### Отрывок
++++

Сцена 3. Безлюдная зеленая поляна в загородном саду. На коврике сидят двое юношей, в белых халатах. Один, в золотой головной повязке, играет на бубне. Второй, в янтарной повязке его заворожено слушает.
Сцена 4. Сад перед купальным павильоном. Сзади павильона высится зеленый холм с вырастающим над ним куполком. На траве расстелен коврик, на которой спит юноша. Судя по всему, ему снится сон.
Сцена 5. (Сон юноши) В бассейне купального павильона кто-то плещется. Свою золотую повязку он оставил у воды, от которой поднимаются языки пара. На крыше павильона спрятался юноша в янтарной повязке, наблюдающий за купальщиком.
Сцена 6. Безлюдный загородный сад. На траве постелен коврик, на котором сидят два юноши. По синему халату, атласной рубашке и янтарной повязке одного и золотой повязке другого мы узнаем все тех же героев. Под белым халатом второго виднеются темно-терракотовая накидка и алая рубашка, которая была надета на юноше, несшем поднос с гранатами. Судя по следующей сцене действие представляет собой своеобразное признание в любви. У каждого юноши есть клетка с птицей. Один из них держит свою клетку в руках, другой опустил ее на землю перед собой. Клетка, находящаяся в руках у юноши пуста, а его собеседник, держа в ладонях ее обитательницу, кажется, хочет показать своему другу, как можно поить птицу при помощи рта. Второй юноша выглядит смущенным.

++++

### Исходный материал
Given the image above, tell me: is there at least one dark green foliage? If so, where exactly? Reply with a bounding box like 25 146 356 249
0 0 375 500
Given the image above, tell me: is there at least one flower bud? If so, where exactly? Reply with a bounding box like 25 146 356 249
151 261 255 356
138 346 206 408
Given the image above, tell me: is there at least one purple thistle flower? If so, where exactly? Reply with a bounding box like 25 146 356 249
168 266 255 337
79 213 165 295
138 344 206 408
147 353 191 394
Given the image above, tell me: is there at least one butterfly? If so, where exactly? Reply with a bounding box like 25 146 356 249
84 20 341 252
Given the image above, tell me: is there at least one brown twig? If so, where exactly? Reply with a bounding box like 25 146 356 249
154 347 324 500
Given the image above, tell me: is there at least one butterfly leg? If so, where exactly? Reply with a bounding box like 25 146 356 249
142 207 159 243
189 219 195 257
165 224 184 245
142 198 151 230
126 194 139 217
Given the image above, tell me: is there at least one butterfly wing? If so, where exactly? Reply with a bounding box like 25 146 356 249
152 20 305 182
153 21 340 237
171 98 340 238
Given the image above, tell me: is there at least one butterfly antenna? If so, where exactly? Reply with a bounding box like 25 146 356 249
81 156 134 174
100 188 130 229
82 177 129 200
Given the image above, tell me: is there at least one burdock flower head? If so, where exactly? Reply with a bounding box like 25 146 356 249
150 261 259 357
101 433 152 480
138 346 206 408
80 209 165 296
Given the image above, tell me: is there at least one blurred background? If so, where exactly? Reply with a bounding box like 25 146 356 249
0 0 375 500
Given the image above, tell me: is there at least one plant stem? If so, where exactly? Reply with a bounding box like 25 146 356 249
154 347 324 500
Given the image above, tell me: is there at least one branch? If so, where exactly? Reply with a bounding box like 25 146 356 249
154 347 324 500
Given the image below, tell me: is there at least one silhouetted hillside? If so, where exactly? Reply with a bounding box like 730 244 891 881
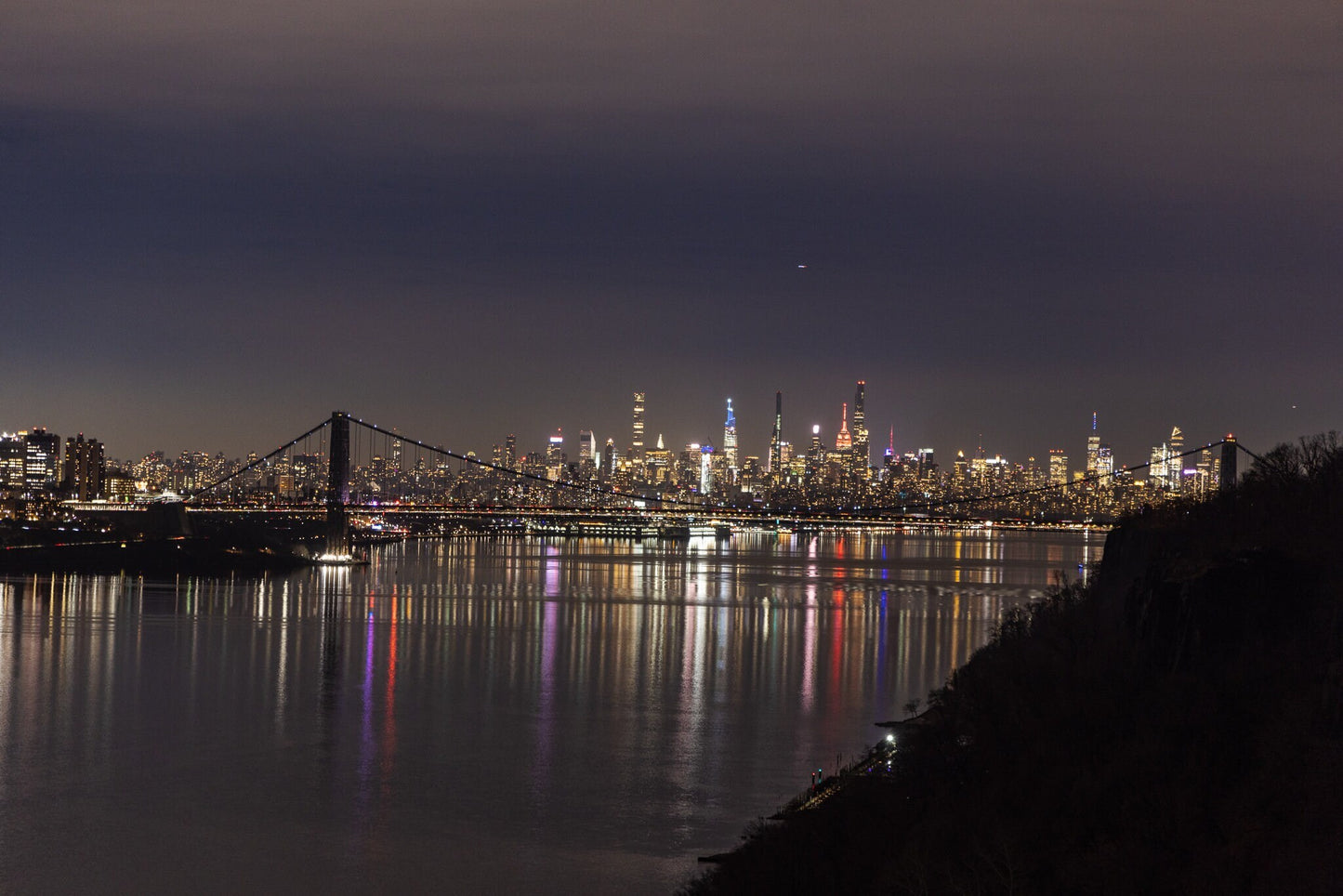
686 432 1343 893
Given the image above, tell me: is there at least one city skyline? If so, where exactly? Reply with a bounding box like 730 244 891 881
0 0 1343 472
0 389 1244 476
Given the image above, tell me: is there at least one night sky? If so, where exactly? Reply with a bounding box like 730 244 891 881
0 0 1343 468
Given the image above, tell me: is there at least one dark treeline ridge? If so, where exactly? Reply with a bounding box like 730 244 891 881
682 432 1343 895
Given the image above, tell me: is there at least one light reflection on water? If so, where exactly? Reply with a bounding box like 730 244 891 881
0 532 1101 892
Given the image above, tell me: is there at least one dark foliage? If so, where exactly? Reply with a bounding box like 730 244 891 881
688 432 1343 893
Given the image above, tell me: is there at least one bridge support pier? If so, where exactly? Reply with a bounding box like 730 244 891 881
326 411 349 556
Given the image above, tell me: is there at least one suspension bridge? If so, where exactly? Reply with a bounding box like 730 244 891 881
115 411 1256 561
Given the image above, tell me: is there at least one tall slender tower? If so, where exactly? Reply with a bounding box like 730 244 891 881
1086 411 1099 480
722 398 737 468
770 391 783 476
836 402 853 452
630 392 643 464
1165 426 1184 489
853 380 872 468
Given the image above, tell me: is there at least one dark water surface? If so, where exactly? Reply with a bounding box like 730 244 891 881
0 531 1104 893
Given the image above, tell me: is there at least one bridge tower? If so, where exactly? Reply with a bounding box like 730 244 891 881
326 411 349 555
1218 432 1235 492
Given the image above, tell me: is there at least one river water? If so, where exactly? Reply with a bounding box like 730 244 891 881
0 529 1104 893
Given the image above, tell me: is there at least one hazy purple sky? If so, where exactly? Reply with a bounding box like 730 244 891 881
0 0 1343 464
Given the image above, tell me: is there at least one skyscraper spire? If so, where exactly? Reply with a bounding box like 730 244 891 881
853 380 872 468
770 389 783 476
722 398 737 468
630 392 643 464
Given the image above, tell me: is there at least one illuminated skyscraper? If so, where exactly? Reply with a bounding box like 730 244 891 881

++++

### Задания и упражнения
• 1. Процитируйте из отрывка о сценах в саду часть, которая открывается словами «Сцена 4. Сад» и завершается словами «ему снится сон.».
• 2. Ответьте на следующие вопросы по отрывку о сценах в саду.
(а) На каком инструменте играет юноша в золотой повязке в сцене 3?
(б) Что высится позади купального павильона в сцене 4?
(в) Где спрятался юноша в янтарной повязке в сцене 5?

### Ответы к упражнениям
• 1.
Сцена 4. Сад перед купальным павильоном. Сзади павильона высится зеленый холм с вырастающим над ним куполком. На траве расстелен коврик, на которой спит юноша. Судя по всему, ему снится сон.

• 2.
(а) На бубне.
(б) Зеленый холм с вырастающим над ним куполком.
(в) На крыше павильона.